北海道医療大学

第4回将来ビジョン講座 開催報告

2021年2月9日に第4回将来ビジョン講座が開催されました。講師はファルメディコ株式会社代表取締役社長の狭間研至先生です。「With Coronaに効く3つの処方箋」と題してコロナ禍がもたらす薬局に対する影響を中心に、これまでの薬局からこれからの薬局への変遷についてご講演いただきました。

はじめに狭間先生が「薬局3.0」という概念を提唱されるに至るまでの背景として、これまでの薬局の現状を振り返り、狭間先生ご自身が経営しているハザマ薬局で在宅医療および多職種連携を実践された経験についてお話しされました。このお話の締めくくりで第一ポイントとして「薬剤師が薬を渡すまでではなく薬をのんだあとまでフォローすれば、薬物治療の質は飛躍的に向上する」ことについて述べられました。続いてやりがいや社会貢献性、採算性について、対物業務と対人業務の話題と照らし合わせて解説されました。1974年に始まった医薬分業推進の末、患者の受療行動の中に薬局に処方せん調剤を持ち込む過程が習慣的に組み込まれて、ビジネスモデルとして成り立っていたというお話をされました。しかし、2015年に患者のための薬局ビジョンが提唱されたことをきっかけに薬剤師の対人業務が特に重視されるようになり、その結果は2020年度の調剤報酬改定に反映されました。さらにCOVID-19が患者の受療行動に変化をもたらして、これまでのビジネスモデルが成り立たなくなりつつあるという現状について解説されました。ここで狭間先生は第二のポイントとして「CIPPS ; COVID-19 Induced Pharmacy Paradigm Shift」を提唱されました。すなわちCOVID-19のパンデミックは薬局の社会通念やあり方を劇的・革命的に変え得るといった内容です。このような状況で薬剤師が取るべき行動として先生は「FAF ; Follow Assessment Feedback 」が肝要であるとし、第一ポイントとして述べられた事がやはり今まさに重要となり、早急に業務体系を構築していく必要があると述べられました。しかしながら、どの薬局でも業務負担が多い中でさらにFAFを実践していくには人員も時間も足りず、過労となる現状があります。この状況をどのように解決していくかという問題を、本講座の題目にあります「3つの処方箋」に例えて解説されました。すなわちそれは①業務内容の書き出しと分類を行い、業務フローを整理すること、②自店なりの積極的な機械化とICT化、③薬剤師を支える人材の育成と投入の3つです。これらを組み合わせることにより、薬剤師の時間、気力、体力を生み出すことが問題解決の糸口になり得ることを述べられました。そして本講座の締めくくりとして、狭間先生の15年間の「投資」の成果についてお話しいただきました。薬剤師が服用後までフォローすることの重要性とそれを実践するためには薬学的専門性がない部分を担うパートナーとの連携が極めて重要であるということ、そして、その先に狭間先生が提唱する「薬局3.0」実現の展望が開けるといった知見を得ることができたという事でした。

→ **作業指示**: 上の講座報告の内容を2文で要約しなさい。

→ **与えられた情報**:
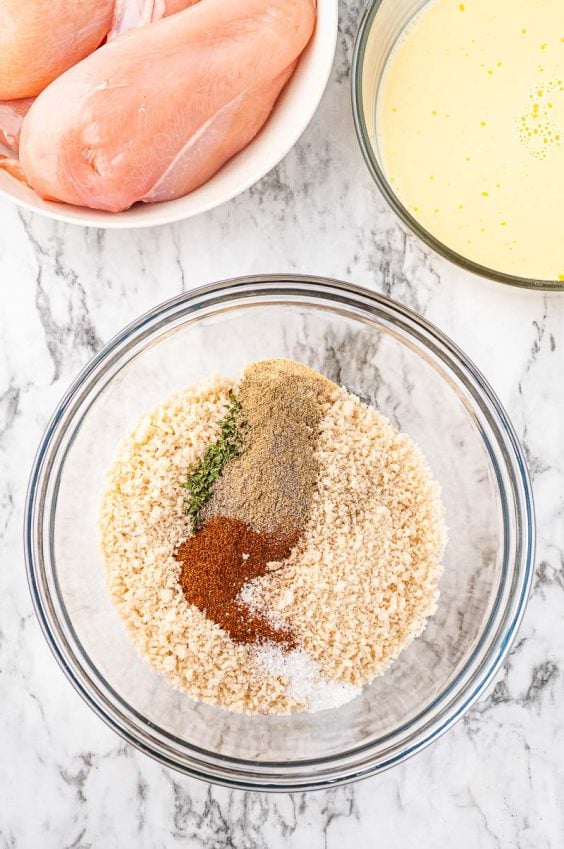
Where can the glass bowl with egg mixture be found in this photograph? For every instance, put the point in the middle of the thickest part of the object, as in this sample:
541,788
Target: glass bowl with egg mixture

---

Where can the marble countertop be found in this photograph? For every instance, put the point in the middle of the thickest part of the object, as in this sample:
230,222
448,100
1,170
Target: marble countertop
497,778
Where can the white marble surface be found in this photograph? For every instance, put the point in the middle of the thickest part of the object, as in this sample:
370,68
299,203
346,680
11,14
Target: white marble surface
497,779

→ **出力結果**: 2021年2月9日の第4回将来ビジョン講座では、狭間研至先生が「With Coronaに効く3つの処方箋」と題し、コロナ禍が薬局にもたらす影響を中心に、これまでの薬局からこれからの薬局への変遷について講演した。先生は、薬剤師が薬をのんだあとまでフォローする業務を実践するには人員も時間も足りないという問題に対し、業務フローの整理、自店なりの機械化とICT化、薬剤師を支える人材の育成と投入という3つの処方箋を示した。